Segment Start: Provided records

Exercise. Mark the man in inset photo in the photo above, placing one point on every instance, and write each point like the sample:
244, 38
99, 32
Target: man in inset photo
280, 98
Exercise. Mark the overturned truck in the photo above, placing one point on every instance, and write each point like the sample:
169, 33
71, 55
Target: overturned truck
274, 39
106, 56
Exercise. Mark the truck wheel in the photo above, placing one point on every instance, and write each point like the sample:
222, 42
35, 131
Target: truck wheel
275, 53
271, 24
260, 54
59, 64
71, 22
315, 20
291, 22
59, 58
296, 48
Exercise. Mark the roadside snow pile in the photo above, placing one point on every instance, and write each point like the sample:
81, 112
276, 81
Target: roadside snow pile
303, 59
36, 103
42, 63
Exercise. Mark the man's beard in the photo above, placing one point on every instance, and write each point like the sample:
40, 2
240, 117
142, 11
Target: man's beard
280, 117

Segment End: Provided records

● What to work on
Your answer should be all of the records, transcribed exactly.

● Exercise answer
Exercise. Mark the man in inset photo in the photo above, placing one point on every instance, and write each point like the sample:
244, 38
99, 32
Target: man in inset photo
280, 98
Exercise. Mark the overturned truck in the photo above, placing one point on every instance, and write each point like the sample:
169, 33
71, 55
Target: overturned truck
274, 39
106, 56
Exercise. Mark the truck wheel in the photo above, placing one point on every instance, and write each point like the sample:
222, 42
35, 131
Target: truck wheel
275, 53
271, 24
260, 54
59, 64
71, 22
315, 20
291, 22
59, 58
296, 48
Exercise. Mark the roadside snow pile in the photo above, placing one point on every instance, and write each point like the sample:
81, 112
276, 81
Target: roadside snow pile
303, 59
36, 103
42, 63
Exercise. Mark the man's beard in the photo above, placing one point on every instance, and write each point like the sample:
40, 2
240, 117
142, 11
Target: man's beard
280, 117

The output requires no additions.